== Exercise data ==
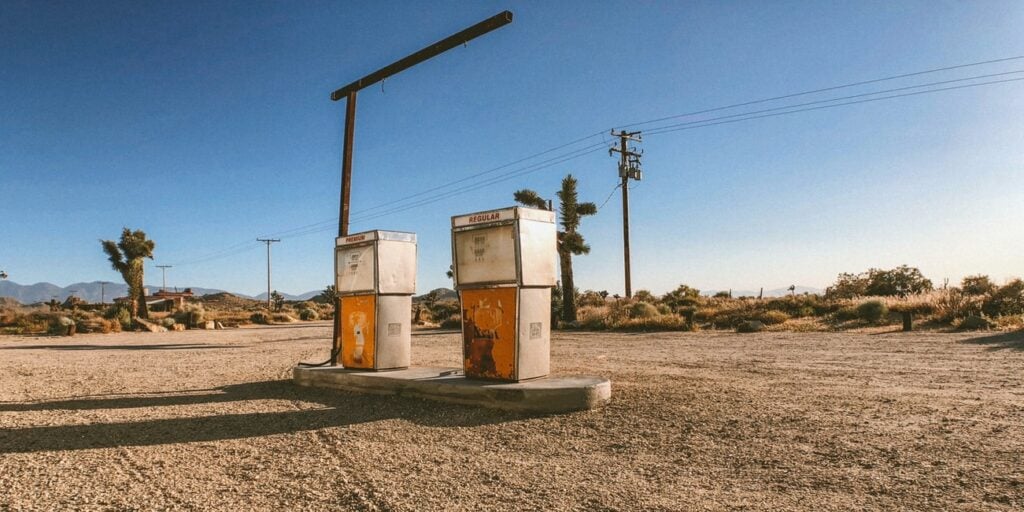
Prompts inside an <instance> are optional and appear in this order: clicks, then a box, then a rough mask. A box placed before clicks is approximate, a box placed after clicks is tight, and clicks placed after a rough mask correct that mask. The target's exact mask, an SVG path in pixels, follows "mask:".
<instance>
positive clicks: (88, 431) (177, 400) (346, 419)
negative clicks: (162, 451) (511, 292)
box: [0, 380, 528, 454]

== Exercise prompt ==
Word for word, return the listing above; the pictures do not belong in the copy.

== Output of the task ==
Prompts inside an <instance> are optional and appear in this order: clicks, then a box, then a rough mask. A box placed before clicks is approximate, a box placed after clicks is tight, and clicks placed after a rough mask correct that mask. The target's exact mask, an SVG path in pixels, follows "mask:".
<instance>
positive clicks: (88, 431) (177, 400) (346, 419)
negative clicks: (162, 451) (511, 292)
box: [0, 380, 528, 454]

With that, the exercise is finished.